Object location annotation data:

[Start]

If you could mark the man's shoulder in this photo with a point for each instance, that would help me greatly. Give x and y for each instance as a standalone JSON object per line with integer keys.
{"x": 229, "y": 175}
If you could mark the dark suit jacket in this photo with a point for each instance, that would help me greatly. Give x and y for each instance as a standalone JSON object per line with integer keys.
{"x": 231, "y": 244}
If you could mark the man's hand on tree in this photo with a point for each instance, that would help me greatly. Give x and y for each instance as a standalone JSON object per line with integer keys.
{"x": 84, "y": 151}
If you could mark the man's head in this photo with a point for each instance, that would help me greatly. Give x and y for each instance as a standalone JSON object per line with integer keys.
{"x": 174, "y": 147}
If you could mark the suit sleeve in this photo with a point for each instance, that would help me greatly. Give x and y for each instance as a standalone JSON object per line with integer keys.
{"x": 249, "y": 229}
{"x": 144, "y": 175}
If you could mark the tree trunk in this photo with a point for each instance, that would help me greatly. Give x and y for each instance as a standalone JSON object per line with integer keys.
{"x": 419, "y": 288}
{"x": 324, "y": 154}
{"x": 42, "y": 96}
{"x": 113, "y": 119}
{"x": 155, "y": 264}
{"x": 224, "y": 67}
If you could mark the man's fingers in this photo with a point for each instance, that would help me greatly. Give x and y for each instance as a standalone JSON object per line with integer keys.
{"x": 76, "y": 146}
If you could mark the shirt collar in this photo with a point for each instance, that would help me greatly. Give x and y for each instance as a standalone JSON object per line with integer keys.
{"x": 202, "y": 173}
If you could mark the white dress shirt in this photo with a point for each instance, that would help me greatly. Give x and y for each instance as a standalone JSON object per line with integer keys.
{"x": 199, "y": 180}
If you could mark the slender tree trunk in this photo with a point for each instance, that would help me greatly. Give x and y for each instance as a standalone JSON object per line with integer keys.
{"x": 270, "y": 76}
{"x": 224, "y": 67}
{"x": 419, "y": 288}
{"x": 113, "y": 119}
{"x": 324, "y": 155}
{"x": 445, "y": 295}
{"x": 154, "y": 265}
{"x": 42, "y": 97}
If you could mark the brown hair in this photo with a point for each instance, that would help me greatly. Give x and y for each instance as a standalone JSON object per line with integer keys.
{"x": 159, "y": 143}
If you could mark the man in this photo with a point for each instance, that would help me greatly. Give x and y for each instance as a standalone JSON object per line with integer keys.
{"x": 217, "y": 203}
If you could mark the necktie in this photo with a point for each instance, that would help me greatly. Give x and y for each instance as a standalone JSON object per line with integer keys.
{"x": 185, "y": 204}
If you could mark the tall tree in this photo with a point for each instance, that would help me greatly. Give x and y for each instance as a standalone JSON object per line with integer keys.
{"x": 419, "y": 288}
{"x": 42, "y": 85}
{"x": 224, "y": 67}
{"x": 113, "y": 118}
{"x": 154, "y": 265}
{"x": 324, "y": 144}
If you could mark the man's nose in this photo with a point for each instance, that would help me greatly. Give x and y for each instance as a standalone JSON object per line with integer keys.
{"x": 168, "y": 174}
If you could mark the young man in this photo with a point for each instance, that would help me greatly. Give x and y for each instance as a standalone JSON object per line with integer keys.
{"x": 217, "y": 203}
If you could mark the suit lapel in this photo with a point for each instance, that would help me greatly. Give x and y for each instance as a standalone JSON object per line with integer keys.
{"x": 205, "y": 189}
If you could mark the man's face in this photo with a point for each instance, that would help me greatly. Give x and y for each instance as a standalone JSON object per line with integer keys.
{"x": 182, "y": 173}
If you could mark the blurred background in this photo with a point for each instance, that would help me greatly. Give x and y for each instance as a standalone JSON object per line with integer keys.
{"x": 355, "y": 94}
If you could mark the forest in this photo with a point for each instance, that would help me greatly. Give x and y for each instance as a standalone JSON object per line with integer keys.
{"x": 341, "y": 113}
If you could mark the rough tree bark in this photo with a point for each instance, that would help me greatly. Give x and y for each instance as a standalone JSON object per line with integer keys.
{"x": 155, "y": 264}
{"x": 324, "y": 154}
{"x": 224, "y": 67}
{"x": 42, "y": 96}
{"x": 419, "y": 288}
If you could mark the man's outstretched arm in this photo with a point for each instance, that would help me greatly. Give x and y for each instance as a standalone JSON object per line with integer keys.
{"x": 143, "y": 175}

[End]

**To be done:**
Repeat the line that contains "If you could mark the tall", then every line after it until the records end, with nothing added.

**Solution:**
If you could mark the tall tree in this photo with a point for each instance, that would help me greatly. Give x and y for each instance as a standalone JSON object per line with integer keys.
{"x": 419, "y": 288}
{"x": 42, "y": 85}
{"x": 224, "y": 67}
{"x": 113, "y": 118}
{"x": 154, "y": 265}
{"x": 324, "y": 144}
If you could mark the man's nose in this photo with a point for each instance, that would help me greatly. Give x and y for each instance as a standalone JSON object per line with integer keys.
{"x": 168, "y": 174}
If you could mark the young man in this photo with a point for each instance, that would help me greatly. Give x and y for each instance as a standalone JSON object per line with integer keys.
{"x": 217, "y": 203}
If you could mark the suit lapel in this photo with a point for each instance, that would help me greatly. Give x and y for each instance as a standalone JSON object per line with integer keys.
{"x": 205, "y": 189}
If you could mark the man's face in this photo with a point for each instance, that would help me greatly. Give x and y for each instance as a standalone JSON object per line with integer keys.
{"x": 182, "y": 173}
If you could mark the blurred background in this photo with a point for each instance, that would help me greatly. Give x and y for each instance as a standalone JSON object per line with integer keys.
{"x": 355, "y": 94}
If you could mark the forest in this photo with a point for each instance, that would help me greatly. Give x and y for each instance as a standalone JSON object per line with integer keys.
{"x": 341, "y": 113}
If you could mark the rough tree bark in this photo with a point for each instance, that would help me greatly. Give x and y for each instance as a standalone JSON object per line with integer keys.
{"x": 155, "y": 264}
{"x": 324, "y": 154}
{"x": 224, "y": 67}
{"x": 42, "y": 96}
{"x": 419, "y": 288}
If you could mark the man's outstretched arm in this photo with a point for each instance, that would help me greatly. Give x and y for each instance as a standalone JSON object per line with integer keys.
{"x": 143, "y": 175}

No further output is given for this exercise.